EXERCISE PROMPT:
Copy from the text on cloud computing in healthcare below, starting at "The Opportunity AI" and ending at "coverage and plans.", keeping every word and mark unchanged.

TEXT SEGMENT:

——

Where Cloud Helps Cloud-based data integration services such as cloud API service for FHIR enables rapid exchange of data through Fast Healthcare Interoperability Resources (FHIR) standards. This capability makes it easier for anyone working with health data to ingest, manage, and persist protected health information (PHI) in the cloud and to prepare for compliance with FHIR patient access rules. Cloud platforms also provide an avenue for healthcare providers and hospitals using different EHR systems and operating from different business models to create a shared repository that collects all this disparate data and opens up access to different parties, based on specific controls. “With digital transformation, it really highlights how important it is to interoperate between systems,” Teoh says.
The Opportunity AI and ML are at the center of new strategies as companies across the healthcare spectrum pivot to more predictive services and preventive care options. Data and AI can power up smart diagnosis and symptom trackers to more quickly and proactively identify conditions and prescribe treatment plans. AI-powered workflows can automate tasks for clinicians and practitioners in areas such as billing and scheduling as well as streamline onerous paperwork. On the payer front, AI and ML can underpin new systems that analyze patient data and trends to get more competitive with pricing, including the ability to offer microtargeted premiums and personalized coverage and plans.
Where Cloud Helps Cloud delivers the compute and storage capacity necessary to store and process large data stores necessary to train and refine AI models. Cloud addresses the scalability and flexibility issues associated with building these new complex workflows and systems, including the ability to handle and interpret critical unstructured data such as X-rays, images, lab tests, and conversation notes, which are central to diagnosis and interpreting data trends to formulate treatment plans.
“There is a ton of data out there that can be utilized to make all these sophisticated machine learning and deep learning models to predict an outcome,” Rishi explains. “That
outcome could be healthcare insurance premiums or the drug discovery distribution supply chain — there are endless use cases out there.”

——

THE DATA:
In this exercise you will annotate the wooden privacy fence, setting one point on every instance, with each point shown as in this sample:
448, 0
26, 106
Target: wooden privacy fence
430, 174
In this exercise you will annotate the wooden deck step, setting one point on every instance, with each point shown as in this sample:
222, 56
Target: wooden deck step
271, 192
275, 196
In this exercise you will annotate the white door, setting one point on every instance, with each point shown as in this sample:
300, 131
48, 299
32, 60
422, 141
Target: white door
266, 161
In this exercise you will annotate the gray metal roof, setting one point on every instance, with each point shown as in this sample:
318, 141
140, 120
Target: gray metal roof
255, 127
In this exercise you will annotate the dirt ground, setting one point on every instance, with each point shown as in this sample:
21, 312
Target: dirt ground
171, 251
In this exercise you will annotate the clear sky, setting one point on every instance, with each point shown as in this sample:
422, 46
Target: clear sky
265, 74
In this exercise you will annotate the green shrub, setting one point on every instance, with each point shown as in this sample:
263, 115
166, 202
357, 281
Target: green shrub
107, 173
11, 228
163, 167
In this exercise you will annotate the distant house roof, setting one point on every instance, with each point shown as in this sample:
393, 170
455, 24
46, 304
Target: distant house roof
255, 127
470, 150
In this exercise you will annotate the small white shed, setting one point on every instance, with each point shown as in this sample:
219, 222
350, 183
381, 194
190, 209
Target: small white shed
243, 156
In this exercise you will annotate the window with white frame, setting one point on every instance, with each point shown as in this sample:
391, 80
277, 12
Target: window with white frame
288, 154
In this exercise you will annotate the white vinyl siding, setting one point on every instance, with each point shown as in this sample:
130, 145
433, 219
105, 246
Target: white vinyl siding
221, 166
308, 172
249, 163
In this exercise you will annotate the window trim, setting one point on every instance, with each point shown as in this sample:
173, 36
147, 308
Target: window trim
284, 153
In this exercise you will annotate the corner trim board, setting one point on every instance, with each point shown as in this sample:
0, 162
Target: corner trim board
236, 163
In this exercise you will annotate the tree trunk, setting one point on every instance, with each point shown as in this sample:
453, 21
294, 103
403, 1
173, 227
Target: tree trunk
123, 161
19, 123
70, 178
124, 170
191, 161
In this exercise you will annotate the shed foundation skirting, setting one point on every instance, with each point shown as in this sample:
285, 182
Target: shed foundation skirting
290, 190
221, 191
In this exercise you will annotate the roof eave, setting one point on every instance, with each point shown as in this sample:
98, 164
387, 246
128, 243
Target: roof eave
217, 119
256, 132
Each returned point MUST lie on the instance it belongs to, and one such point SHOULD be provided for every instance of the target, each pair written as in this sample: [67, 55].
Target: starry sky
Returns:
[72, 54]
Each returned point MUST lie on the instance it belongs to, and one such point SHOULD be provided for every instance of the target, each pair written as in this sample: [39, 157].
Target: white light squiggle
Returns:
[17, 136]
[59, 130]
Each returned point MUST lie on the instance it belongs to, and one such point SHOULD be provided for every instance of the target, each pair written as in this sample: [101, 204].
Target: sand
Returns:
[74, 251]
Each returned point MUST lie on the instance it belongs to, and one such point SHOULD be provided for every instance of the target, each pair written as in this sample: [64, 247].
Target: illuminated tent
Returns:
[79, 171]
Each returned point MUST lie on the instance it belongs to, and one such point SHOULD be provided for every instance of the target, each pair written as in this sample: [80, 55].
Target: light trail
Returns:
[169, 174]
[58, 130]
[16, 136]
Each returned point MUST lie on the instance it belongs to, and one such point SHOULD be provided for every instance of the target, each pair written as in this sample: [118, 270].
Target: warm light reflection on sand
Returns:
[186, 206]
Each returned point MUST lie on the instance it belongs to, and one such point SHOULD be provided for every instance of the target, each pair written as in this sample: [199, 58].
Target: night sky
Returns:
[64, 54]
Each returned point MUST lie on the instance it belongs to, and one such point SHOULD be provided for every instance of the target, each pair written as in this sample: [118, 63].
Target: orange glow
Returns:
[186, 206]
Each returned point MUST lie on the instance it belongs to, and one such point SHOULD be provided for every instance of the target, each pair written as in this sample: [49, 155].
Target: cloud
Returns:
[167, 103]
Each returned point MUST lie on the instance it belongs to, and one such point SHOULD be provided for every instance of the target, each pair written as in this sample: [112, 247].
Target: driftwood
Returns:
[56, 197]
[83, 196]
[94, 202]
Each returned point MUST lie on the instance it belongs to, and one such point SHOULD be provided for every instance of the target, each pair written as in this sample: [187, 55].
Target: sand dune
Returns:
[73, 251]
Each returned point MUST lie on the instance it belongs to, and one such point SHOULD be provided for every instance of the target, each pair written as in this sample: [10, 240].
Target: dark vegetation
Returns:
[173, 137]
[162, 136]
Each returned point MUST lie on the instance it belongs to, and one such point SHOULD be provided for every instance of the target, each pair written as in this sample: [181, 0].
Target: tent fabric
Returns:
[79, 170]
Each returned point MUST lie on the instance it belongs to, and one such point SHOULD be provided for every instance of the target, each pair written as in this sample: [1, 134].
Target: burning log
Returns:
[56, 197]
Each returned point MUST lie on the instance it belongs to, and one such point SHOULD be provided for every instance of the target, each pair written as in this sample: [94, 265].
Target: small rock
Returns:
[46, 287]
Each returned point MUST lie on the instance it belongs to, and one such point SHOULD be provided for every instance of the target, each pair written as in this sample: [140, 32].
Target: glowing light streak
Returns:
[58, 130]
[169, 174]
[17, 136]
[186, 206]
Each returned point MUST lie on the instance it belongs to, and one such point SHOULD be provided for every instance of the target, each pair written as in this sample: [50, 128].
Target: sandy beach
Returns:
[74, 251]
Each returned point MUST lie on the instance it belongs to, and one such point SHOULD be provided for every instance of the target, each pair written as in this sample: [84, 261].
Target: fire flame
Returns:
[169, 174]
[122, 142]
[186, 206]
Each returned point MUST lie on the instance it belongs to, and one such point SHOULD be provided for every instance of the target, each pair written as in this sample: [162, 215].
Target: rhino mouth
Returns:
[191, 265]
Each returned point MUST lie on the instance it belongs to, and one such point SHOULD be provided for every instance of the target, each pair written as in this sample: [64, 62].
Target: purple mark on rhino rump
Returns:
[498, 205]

——

RESPONSE TO THIS TASK:
The Opportunity AI and ML are at the center of new strategies as companies across the healthcare spectrum pivot to more predictive services and preventive care options. Data and AI can power up smart diagnosis and symptom trackers to more quickly and proactively identify conditions and prescribe treatment plans. AI-powered workflows can automate tasks for clinicians and practitioners in areas such as billing and scheduling as well as streamline onerous paperwork. On the payer front, AI and ML can underpin new systems that analyze patient data and trends to get more competitive with pricing, including the ability to offer microtargeted premiums and personalized coverage and plans.